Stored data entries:
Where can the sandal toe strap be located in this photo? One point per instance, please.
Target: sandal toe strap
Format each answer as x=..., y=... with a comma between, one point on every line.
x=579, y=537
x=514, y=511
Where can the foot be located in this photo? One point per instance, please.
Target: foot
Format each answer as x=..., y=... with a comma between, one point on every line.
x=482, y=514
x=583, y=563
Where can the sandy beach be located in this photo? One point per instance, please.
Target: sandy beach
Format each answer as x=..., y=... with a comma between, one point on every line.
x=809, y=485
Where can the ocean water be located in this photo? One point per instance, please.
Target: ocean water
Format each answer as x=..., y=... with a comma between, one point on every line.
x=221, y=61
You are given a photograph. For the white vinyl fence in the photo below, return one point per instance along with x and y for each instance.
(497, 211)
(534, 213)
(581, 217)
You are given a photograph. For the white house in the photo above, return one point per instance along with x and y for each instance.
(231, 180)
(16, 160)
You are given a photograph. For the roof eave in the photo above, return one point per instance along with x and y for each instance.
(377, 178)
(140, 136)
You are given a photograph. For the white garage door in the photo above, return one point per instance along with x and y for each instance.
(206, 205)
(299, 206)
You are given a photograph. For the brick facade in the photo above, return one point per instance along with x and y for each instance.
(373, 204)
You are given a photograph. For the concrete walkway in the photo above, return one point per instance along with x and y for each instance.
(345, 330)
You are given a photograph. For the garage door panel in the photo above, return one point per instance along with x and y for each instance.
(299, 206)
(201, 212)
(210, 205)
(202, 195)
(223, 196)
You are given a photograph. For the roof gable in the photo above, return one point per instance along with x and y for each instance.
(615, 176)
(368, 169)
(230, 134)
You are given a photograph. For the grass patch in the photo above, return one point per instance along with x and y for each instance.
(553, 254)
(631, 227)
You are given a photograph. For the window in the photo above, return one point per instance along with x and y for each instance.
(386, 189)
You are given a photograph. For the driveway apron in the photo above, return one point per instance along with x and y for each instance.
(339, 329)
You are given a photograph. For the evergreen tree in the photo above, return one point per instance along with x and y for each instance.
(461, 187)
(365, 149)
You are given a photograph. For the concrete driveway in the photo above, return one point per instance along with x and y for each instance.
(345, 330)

## EXERCISE
Copy each line of the records that contains the word "this".

## WRITTEN ANSWER
Where can the sandal toe strap be located in this photo? One point per instance, please.
Where can the foot be located in this photo? One point per instance, please.
Where can the sandy beach be located in this photo? One point per instance, please.
Where can the ocean water be located in this photo? One point per instance, please.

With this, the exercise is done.